• _GIVEN REQUEST_
Pull out every line below that contains the word "forehead", and copy each one in full.
□ □ □ □ □ □ □
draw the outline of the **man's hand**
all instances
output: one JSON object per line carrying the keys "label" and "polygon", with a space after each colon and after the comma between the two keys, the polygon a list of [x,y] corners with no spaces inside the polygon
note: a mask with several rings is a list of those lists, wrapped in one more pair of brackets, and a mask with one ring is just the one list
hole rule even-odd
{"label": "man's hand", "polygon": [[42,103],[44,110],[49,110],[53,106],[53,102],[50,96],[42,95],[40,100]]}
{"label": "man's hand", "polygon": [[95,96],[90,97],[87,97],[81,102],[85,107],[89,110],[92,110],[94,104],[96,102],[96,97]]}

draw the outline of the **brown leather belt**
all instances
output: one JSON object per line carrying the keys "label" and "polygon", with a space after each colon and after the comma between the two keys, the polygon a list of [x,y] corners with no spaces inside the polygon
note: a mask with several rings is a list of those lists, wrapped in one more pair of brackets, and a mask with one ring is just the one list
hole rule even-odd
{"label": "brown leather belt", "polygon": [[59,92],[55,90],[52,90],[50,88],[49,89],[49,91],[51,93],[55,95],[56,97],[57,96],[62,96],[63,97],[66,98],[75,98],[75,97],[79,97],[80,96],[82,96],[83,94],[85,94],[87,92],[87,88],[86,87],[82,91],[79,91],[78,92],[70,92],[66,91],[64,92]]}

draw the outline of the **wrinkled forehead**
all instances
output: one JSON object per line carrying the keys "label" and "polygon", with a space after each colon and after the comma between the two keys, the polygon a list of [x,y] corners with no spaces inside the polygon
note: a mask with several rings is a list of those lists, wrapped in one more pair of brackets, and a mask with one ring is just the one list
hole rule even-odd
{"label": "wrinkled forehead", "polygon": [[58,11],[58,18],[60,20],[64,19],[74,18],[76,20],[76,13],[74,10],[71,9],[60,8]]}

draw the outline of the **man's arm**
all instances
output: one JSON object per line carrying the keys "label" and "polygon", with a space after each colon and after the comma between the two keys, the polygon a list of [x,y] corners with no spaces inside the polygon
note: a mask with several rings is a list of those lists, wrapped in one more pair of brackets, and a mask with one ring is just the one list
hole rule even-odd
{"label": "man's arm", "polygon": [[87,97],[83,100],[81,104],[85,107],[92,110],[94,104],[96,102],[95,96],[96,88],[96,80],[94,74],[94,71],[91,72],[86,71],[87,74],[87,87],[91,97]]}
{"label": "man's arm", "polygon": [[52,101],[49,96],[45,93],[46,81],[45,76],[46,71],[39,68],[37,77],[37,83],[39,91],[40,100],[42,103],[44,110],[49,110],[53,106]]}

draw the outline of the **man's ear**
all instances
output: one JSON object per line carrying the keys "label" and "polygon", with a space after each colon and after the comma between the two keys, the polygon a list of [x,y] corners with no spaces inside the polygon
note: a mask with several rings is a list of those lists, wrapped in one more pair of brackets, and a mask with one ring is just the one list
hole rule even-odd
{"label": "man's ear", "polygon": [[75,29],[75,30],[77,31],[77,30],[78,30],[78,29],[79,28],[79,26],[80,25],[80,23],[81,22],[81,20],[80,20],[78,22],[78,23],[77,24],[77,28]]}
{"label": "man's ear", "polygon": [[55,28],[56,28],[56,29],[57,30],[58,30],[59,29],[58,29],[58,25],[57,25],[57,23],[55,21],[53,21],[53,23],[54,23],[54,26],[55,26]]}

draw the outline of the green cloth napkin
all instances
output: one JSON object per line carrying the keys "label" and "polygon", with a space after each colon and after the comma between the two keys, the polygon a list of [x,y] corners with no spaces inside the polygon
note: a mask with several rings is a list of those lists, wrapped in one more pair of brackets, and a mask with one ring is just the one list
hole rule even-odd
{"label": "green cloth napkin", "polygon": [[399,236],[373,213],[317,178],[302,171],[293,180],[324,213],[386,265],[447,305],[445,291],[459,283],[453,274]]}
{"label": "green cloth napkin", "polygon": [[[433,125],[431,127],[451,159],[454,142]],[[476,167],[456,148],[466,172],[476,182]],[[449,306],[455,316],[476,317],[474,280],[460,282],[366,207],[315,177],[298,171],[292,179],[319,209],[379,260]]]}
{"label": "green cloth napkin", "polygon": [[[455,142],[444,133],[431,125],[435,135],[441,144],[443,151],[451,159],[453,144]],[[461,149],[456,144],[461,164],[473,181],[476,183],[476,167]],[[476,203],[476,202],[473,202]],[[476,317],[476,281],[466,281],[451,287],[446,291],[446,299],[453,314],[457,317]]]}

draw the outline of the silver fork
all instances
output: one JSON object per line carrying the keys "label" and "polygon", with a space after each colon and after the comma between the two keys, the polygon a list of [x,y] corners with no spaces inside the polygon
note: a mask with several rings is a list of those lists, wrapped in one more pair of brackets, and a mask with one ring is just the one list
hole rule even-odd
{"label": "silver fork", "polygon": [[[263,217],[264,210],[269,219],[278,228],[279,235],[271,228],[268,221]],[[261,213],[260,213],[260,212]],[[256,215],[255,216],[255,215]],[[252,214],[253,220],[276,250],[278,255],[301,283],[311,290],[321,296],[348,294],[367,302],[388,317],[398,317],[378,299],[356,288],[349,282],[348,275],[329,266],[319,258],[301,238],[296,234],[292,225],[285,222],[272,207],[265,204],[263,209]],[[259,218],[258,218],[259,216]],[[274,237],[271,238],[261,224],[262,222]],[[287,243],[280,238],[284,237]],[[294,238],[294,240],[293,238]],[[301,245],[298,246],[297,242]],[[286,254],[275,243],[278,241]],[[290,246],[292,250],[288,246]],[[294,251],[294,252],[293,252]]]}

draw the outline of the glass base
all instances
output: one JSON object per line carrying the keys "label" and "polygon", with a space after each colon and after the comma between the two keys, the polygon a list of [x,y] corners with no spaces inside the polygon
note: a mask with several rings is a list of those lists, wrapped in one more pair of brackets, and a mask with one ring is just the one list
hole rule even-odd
□ □ □ □ □ □ □
• _EXERCISE OUTPUT_
draw the outline of the **wrinkled forehead**
{"label": "wrinkled forehead", "polygon": [[58,11],[58,18],[60,20],[64,19],[74,18],[76,20],[76,13],[74,10],[71,9],[60,8]]}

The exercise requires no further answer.